→ What you have to do: Every record below must come back exactly as given.

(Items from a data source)

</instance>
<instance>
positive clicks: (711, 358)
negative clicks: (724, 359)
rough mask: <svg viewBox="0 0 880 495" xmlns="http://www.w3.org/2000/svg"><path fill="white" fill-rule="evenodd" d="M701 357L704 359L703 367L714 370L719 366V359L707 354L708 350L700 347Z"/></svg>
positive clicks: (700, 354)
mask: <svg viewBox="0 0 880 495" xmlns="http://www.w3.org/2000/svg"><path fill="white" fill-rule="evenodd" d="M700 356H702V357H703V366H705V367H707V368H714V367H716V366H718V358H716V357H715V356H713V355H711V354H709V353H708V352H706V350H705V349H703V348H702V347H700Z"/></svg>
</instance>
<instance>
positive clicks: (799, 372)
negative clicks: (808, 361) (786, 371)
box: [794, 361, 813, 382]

→ Expected answer:
</instance>
<instance>
positive clicks: (711, 358)
negative clicks: (724, 359)
rough mask: <svg viewBox="0 0 880 495" xmlns="http://www.w3.org/2000/svg"><path fill="white" fill-rule="evenodd" d="M701 357L704 359L703 367L714 370L719 366V359L707 354L708 350L700 347Z"/></svg>
positive clicks: (700, 354)
mask: <svg viewBox="0 0 880 495" xmlns="http://www.w3.org/2000/svg"><path fill="white" fill-rule="evenodd" d="M700 356H702V357H703V366H705V367H707V368H714V367H716V366H718V358H716V357H715V356H713V355H711V354H709V353H708V352H706V350H705V349H703V348H702V347H700Z"/></svg>
</instance>
<instance>
positive clicks: (799, 372)
negative clicks: (808, 361) (786, 371)
box: [794, 361, 813, 382]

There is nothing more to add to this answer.